Nothing should be left out. Give all the data again exactly as written.

::::::::::

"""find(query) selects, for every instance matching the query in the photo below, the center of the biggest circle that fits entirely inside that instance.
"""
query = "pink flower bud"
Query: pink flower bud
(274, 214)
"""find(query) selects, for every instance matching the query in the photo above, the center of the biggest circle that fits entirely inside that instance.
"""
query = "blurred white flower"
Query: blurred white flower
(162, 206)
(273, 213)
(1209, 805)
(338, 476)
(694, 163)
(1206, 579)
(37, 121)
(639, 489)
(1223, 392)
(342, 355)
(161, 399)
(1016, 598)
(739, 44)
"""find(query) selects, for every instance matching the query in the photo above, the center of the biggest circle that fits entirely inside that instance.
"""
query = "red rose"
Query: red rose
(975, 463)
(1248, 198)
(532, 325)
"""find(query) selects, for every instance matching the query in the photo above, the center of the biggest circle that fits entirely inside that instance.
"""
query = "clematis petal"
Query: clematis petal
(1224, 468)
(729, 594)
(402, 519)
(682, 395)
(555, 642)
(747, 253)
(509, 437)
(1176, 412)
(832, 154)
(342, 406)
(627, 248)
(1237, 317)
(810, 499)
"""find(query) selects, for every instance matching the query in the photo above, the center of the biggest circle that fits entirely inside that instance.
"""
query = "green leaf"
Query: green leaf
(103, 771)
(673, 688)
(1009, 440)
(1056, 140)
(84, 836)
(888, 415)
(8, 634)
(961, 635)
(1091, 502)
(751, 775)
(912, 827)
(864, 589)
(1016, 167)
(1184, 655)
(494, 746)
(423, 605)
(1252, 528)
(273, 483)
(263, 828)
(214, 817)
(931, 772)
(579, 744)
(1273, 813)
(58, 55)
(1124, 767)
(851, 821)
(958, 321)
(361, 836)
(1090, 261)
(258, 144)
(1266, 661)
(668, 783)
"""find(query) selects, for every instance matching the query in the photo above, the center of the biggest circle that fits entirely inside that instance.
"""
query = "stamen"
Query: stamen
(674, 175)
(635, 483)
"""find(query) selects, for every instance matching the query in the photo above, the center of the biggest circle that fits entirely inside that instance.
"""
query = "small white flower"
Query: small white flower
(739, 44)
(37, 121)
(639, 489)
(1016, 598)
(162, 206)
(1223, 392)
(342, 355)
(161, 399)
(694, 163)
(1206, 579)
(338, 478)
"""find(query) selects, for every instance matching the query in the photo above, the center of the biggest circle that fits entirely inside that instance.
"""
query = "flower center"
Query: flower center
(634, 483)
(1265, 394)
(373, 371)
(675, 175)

::::::::::

Task solution:
"""find(query) selects, for every instance matching the query in the photo below, the center of the biggest circle that fits entirely inside that instance.
"""
query = "pink flower bud"
Query: pink flower bud
(274, 214)
"""find(query) selects, for every instance matching the query in the photo above, the center of the biggest circle that fits entirely inside that instance.
"""
query = "blurred white flower"
Query: blurred white flower
(162, 206)
(273, 213)
(1209, 805)
(338, 476)
(694, 163)
(1206, 579)
(37, 121)
(639, 489)
(1223, 392)
(342, 355)
(161, 399)
(1016, 598)
(739, 44)
"""find(query) selects, for every instance matching the query in the photo above, the center of the biggest circle that fits entirely inside that instance.
"""
query = "red rose"
Query: red rose
(975, 463)
(1248, 198)
(532, 325)
"""find(query) selects, for every instance matching the query in the photo above, the center of the biggest circle that fits entirely inside that instance.
"""
query = "clematis petal"
Query: clematis petal
(1224, 468)
(729, 594)
(402, 519)
(682, 395)
(555, 642)
(747, 253)
(509, 437)
(1176, 412)
(832, 154)
(342, 406)
(627, 248)
(1237, 317)
(810, 499)
"""find(query) selects, for every instance matching the query in the photo above, the center of the biggest circle that fits entirely inside that instance.
"""
query = "green leaf"
Query: green leaf
(103, 771)
(673, 688)
(1009, 440)
(1056, 140)
(84, 836)
(888, 415)
(8, 634)
(961, 635)
(1091, 502)
(751, 775)
(912, 827)
(864, 589)
(1016, 167)
(1184, 655)
(494, 746)
(423, 605)
(1252, 528)
(273, 483)
(263, 828)
(214, 817)
(931, 772)
(579, 744)
(1273, 813)
(58, 55)
(1124, 767)
(851, 821)
(958, 321)
(361, 836)
(1090, 261)
(258, 144)
(1266, 661)
(668, 783)
"""find(query) selects, for every instance matching the query in the photo above, the center of the biggest circle that fits entirely inside that instance.
"""
query = "stamen"
Query: stamen
(674, 175)
(635, 483)
"""find(query) selects, for every instance matching the query in the photo above, the center of the biggest circle that fits entirely inside that instance.
"""
query = "small white flower"
Query: small white flower
(739, 44)
(37, 121)
(639, 489)
(1016, 598)
(162, 206)
(1223, 392)
(342, 355)
(161, 399)
(694, 163)
(1206, 579)
(338, 478)
"""find(query) selects, for every instance matching the query in the photo above, the center of the biggest circle that fits entirely inside that instance.
"""
query = "flower center"
Query: flower center
(634, 483)
(1265, 394)
(373, 371)
(675, 175)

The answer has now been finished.